= Nicole Joseph-Chin =

Trinidadian businesswoman

Nicole Joseph-Chin is the chief innovator, founder and CEO of Ms. Brafit™; a social enterprise in Trinidad who focused on healthy breasts as a catalyst for social impact.

She is a Vital Voices #VV100 Women and 2015 Vital Voices VV Lead Fellow. She participated in several VV leadership and mentoring programs between 2015 and 2021.

== Career ==
Joseph-Chin worked in the banking and financial services industry before creating Ms. Brafit™ in 2002.

She is a 2011 alumna of the US State Department IVLP. She has conducted seminars and workshops globally and has been hosted for speaking engagements about breast health, accurate fitting of bras, mastectomy care, social entrepreneurship, economic empowerment, and innovative thinking.

She was one of the Inaugural Founders elected TT Executive Director of the Women's Entrepreneurial Network of the Caribbean (an initiative of the US State Department) in 2013 and served as a regional board member until 2016.

In 2014, she pioneered the MOOC Camp series at the US Embassy in Port of Spain and in the same year, provided facilitation for a workshop on Innovative Thinking for the CARIRI Business Bootcamp series.

◆ Data records
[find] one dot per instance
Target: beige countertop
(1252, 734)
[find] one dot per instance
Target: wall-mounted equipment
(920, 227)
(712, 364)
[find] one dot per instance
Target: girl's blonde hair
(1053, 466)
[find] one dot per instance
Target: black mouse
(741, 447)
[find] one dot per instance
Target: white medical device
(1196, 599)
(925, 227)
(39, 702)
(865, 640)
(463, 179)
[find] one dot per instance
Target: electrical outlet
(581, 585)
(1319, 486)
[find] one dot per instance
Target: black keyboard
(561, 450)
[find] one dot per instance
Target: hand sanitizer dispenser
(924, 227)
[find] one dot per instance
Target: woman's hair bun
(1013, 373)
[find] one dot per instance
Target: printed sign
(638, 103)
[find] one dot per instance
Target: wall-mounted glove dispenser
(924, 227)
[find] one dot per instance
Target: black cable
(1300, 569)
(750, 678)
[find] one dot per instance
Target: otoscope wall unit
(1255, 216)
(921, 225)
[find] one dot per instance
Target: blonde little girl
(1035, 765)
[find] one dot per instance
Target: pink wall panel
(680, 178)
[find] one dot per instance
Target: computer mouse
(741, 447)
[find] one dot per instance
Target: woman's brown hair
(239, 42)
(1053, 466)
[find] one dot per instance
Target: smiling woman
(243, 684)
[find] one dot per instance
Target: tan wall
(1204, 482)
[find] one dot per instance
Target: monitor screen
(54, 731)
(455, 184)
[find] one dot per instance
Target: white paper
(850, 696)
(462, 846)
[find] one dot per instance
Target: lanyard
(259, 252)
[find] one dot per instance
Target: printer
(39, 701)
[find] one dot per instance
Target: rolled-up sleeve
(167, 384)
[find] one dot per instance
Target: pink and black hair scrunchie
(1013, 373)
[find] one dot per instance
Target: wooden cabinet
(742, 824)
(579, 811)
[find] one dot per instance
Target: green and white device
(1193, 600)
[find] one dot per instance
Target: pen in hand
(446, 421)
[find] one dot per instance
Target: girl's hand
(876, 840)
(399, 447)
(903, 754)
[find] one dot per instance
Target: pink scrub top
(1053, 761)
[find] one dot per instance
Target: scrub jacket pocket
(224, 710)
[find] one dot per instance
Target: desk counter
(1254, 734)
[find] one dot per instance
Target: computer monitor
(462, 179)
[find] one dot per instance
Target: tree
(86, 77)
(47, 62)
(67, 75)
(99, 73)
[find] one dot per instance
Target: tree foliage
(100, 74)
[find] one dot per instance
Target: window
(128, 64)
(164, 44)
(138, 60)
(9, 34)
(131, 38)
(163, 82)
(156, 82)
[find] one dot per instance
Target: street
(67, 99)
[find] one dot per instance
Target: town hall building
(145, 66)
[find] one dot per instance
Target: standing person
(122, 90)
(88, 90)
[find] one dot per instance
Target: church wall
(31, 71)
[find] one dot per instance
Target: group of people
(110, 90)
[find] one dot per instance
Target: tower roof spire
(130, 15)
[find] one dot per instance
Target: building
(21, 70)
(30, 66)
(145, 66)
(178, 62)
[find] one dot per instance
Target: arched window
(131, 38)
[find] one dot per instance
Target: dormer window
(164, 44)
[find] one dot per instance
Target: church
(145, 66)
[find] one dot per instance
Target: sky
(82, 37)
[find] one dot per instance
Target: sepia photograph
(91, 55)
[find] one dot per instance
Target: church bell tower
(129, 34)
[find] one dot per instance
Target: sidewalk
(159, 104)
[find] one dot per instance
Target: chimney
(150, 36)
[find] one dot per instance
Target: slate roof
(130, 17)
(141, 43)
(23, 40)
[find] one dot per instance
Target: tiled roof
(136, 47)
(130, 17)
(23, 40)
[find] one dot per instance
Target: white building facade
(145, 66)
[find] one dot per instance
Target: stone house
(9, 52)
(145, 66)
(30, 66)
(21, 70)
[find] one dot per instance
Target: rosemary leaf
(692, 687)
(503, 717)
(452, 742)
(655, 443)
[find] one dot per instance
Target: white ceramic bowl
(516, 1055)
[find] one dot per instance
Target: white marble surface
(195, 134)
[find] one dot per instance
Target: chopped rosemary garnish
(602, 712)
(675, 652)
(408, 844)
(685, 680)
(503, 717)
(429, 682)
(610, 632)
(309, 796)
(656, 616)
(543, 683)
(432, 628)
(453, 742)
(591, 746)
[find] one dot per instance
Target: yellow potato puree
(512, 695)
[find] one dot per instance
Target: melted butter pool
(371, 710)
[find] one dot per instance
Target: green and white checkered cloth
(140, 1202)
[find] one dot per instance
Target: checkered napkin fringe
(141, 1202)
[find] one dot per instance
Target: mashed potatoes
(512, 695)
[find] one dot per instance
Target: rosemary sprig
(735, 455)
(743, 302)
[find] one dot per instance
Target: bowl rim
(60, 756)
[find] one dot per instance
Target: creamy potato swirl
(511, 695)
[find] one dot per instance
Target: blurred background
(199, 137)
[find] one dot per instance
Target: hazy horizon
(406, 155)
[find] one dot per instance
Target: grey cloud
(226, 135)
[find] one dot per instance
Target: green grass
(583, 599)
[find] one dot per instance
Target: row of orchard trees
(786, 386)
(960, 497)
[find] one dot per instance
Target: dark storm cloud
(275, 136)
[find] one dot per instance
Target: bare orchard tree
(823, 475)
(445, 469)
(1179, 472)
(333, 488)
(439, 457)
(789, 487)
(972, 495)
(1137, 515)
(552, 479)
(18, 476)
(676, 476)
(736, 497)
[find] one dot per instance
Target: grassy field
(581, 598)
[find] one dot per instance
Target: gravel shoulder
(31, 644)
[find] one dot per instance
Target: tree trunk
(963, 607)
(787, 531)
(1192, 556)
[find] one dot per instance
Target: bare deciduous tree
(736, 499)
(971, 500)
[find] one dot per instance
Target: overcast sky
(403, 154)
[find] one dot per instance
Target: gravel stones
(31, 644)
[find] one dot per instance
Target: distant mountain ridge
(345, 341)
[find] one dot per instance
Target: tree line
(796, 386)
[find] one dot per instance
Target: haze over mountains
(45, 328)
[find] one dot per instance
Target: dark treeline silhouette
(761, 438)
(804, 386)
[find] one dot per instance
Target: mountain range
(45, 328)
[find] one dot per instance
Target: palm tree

◆ Tasks to complete
a) According to the text about Nicole Joseph-Chin, in what year did she create Ms. Brafit™?
b) Carry on the text about Nicole Joseph-Chin from where it stops.
The items have no connection to the text about Nicole Joseph-Chin.

◆ Answers per task
a) 2002

b)
Joseph-Chin has designed breast-care, prevention, awareness and survivorship tools, including the "Treatment Companion", a journal that encourages women to store their medical records in a transportable and attractive package as well as the "Pink Slip Project", "Beauty Beyond the Bruises". In October 2016 Joseph-Chin introduced the global and multi-lingual breast care awareness campaign "The Gesture That Saves" - in San Francisco California to 100 global peers from 40 countries during the VV100 retreat.

Joseph-Chin has designed a comprehensive breast-care solutions toolkit and in 2016 was working on a design for a reproductive-health advocacy program.